Point-per-instance localization data
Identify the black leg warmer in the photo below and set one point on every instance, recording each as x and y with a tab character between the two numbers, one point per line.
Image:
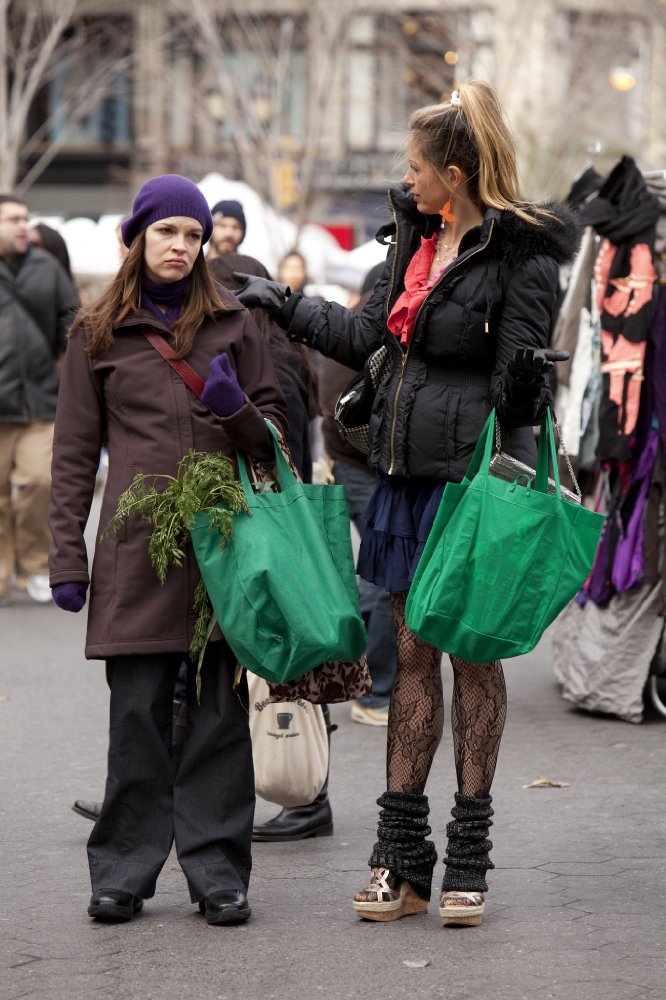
467	855
402	846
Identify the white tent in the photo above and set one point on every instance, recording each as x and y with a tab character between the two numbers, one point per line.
93	246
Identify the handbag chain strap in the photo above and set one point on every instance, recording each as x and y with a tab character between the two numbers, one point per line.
562	448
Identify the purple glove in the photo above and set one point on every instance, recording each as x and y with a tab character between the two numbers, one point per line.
222	393
70	596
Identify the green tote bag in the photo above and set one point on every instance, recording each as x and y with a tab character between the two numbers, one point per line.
502	559
283	589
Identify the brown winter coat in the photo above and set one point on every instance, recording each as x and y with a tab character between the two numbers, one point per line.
151	419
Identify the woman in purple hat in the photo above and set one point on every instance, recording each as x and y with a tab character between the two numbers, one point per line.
115	382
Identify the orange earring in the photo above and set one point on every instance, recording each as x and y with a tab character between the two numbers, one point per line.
446	213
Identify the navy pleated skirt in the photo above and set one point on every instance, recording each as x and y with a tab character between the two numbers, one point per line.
398	521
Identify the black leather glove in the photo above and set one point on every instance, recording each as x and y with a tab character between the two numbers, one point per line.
260	293
528	364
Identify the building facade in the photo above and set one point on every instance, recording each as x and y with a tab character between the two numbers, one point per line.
309	105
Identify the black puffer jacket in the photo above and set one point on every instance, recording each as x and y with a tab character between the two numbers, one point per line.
500	294
37	306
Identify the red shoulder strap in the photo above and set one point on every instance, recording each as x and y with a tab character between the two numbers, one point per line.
186	372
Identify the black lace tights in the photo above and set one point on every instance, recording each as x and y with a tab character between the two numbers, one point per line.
416	715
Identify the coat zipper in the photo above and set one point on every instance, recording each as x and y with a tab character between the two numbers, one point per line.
406	353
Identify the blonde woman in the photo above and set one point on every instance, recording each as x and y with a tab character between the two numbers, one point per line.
465	307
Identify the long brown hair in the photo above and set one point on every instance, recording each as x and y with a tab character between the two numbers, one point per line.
472	133
123	297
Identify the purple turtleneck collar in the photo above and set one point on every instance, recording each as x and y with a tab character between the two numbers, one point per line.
170	294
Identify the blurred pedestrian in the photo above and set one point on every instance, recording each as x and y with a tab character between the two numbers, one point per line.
464	309
113	378
229	228
350	468
292	271
50	240
37	304
298	381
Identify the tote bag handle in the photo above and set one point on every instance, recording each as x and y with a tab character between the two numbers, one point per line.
286	477
547	455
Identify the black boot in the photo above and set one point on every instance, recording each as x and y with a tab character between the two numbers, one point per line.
300	822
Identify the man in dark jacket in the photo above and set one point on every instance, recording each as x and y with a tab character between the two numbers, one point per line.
229	228
37	303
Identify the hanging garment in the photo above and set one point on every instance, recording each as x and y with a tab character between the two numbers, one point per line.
656	185
625	215
628	564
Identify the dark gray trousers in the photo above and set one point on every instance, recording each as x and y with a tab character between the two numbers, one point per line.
206	805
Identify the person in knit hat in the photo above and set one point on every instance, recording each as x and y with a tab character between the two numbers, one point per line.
116	382
229	228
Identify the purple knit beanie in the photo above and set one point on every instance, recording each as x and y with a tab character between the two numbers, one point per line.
162	197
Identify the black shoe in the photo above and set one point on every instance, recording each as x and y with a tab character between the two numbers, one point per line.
227	906
112	905
298	822
90	810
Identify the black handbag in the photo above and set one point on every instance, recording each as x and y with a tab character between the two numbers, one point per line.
354	405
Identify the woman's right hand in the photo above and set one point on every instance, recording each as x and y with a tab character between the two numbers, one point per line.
260	293
70	596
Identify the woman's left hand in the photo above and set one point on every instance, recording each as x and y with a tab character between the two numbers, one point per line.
222	392
528	364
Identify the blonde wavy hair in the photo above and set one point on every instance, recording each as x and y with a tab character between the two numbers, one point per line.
472	133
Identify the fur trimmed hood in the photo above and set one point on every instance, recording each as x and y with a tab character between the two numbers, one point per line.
514	239
558	234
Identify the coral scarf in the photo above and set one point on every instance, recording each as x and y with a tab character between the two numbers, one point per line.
417	285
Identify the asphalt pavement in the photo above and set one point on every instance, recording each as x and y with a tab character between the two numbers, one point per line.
575	910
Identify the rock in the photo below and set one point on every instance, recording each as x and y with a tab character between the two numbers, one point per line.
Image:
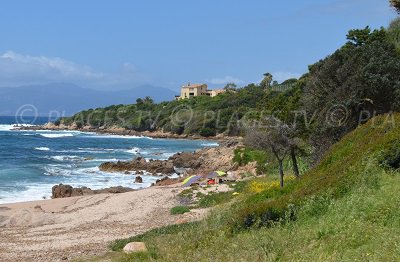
138	179
186	160
61	191
166	181
133	247
152	166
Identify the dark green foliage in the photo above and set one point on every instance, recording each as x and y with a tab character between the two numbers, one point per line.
244	156
207	132
390	157
356	82
394	33
396	5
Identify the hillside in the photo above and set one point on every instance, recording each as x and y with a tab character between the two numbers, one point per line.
346	208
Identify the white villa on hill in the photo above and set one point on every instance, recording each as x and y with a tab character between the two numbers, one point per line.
191	90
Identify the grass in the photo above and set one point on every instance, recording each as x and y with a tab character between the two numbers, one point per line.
179	210
345	209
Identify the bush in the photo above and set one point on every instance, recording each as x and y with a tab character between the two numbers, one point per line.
179	210
207	132
390	157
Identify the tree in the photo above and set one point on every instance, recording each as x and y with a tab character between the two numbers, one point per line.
359	79
148	100
394	32
396	5
230	87
271	136
266	82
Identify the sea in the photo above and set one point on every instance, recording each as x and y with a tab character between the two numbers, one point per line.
32	162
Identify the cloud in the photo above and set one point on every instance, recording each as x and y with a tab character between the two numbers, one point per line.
224	80
18	69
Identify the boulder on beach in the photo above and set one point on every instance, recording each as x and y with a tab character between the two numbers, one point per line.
133	247
137	164
62	191
138	179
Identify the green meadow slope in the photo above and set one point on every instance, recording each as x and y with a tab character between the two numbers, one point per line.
344	209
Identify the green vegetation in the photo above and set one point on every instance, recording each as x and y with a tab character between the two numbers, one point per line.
337	118
346	208
179	210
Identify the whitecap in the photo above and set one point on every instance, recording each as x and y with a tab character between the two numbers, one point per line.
134	151
6	127
42	148
67	158
211	144
119	136
57	135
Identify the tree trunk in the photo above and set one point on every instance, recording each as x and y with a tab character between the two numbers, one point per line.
281	172
294	161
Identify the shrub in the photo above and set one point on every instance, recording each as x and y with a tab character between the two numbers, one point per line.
179	210
207	132
390	157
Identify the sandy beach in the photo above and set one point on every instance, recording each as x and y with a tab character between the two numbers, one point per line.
68	228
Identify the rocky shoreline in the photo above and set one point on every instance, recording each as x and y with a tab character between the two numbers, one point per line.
201	162
119	131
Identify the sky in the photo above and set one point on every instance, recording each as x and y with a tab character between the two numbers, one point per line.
108	45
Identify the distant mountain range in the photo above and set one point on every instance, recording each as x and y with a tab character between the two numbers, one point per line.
69	98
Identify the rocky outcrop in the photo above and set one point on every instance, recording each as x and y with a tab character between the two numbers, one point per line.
61	191
138	179
186	160
153	166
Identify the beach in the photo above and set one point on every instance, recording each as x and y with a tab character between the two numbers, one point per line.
79	227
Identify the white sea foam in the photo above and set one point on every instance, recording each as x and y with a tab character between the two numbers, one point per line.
119	136
134	151
42	148
210	144
57	135
6	127
67	158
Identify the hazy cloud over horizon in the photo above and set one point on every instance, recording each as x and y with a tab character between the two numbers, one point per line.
19	69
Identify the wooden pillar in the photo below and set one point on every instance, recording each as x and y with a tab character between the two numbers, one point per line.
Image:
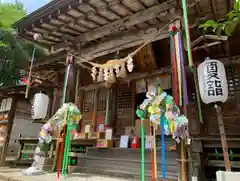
76	98
11	116
133	102
114	107
95	109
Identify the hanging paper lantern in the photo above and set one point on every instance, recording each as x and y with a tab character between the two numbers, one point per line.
94	73
130	64
40	106
105	74
212	80
37	36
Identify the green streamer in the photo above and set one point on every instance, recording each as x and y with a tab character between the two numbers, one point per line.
231	155
141	114
184	6
66	146
142	148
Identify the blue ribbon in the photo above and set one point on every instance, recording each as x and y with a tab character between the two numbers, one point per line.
162	118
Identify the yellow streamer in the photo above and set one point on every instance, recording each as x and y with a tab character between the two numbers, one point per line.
178	69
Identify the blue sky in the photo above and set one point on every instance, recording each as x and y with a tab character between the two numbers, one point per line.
30	5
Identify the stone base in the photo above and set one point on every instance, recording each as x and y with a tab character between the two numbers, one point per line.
228	176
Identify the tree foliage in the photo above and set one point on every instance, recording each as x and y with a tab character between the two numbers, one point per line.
15	52
225	26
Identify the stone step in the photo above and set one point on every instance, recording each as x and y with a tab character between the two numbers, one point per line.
124	167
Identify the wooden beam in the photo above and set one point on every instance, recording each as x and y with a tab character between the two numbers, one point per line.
123	41
126	22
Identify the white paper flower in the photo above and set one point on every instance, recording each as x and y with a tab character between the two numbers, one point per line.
117	70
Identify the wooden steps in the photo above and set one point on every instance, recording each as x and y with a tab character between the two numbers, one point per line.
125	162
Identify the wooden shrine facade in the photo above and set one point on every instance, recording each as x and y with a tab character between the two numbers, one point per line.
98	30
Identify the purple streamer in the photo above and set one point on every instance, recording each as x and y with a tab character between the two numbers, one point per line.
185	92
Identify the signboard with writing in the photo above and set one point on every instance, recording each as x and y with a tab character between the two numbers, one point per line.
212	80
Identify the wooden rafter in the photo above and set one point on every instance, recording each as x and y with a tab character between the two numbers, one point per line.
127	40
126	22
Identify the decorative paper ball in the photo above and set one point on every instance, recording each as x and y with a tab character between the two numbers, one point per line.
40	106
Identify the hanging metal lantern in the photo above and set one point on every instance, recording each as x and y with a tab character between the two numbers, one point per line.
212	80
40	106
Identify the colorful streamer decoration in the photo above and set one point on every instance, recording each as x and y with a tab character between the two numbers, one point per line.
30	74
189	54
187	34
161	110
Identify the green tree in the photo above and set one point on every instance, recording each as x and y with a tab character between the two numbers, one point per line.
15	52
225	26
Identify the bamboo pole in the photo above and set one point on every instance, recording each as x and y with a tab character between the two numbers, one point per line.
223	138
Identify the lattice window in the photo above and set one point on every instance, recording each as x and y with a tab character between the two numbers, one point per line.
102	100
124	97
88	101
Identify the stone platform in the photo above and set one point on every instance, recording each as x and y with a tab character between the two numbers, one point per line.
15	174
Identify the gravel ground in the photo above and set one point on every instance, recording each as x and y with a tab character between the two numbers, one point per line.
12	174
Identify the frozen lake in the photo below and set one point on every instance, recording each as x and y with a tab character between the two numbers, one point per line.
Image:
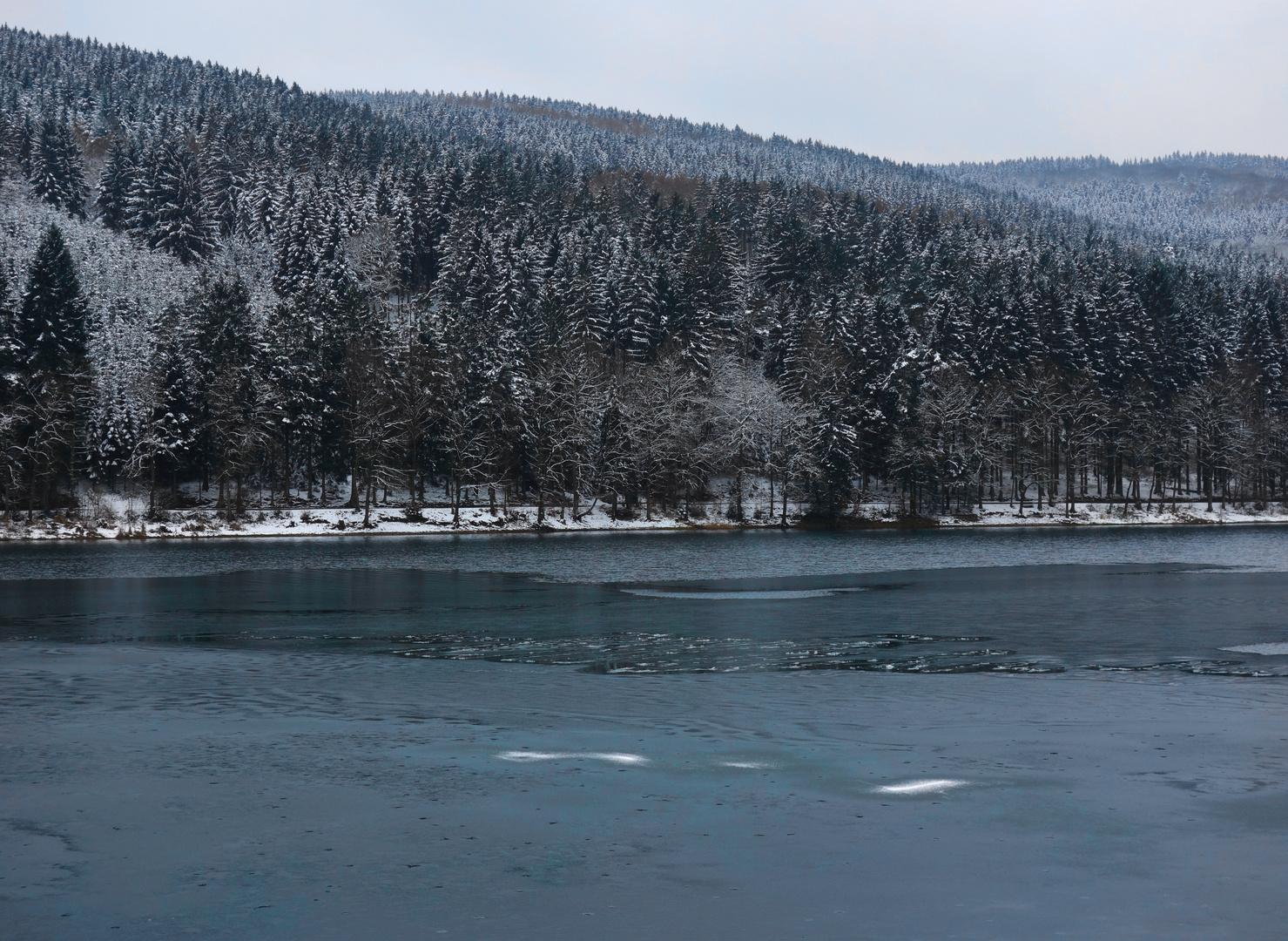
749	735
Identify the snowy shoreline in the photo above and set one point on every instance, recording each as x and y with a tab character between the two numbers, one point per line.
209	524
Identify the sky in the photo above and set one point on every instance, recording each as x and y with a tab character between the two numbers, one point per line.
919	81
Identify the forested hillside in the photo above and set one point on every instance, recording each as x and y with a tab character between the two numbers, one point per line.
207	274
1215	204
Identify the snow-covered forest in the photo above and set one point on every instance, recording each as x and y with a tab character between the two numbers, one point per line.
212	277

## TASK PROMPT
Copy here each line of the preceding records with "below" in it.

## WRITTEN REPLY
Identify the black leg warmer in the photo below and set one point on every instance, recording each as x and y with a tab character between the two numbers, one point per line.
Identify the rock in the photo below and set one point on every instance, recording each as x and y with a tab character between the two numbers, one point per line.
Identify the wooden pillar in the photo below and set one point on every instance, recording each as x and y with a tab character between the two numbers, one point per line.
Identify the frozen lake in the photo below and set one point on every instance, recording each as x and y with a tab character between the two numbers, one point per line.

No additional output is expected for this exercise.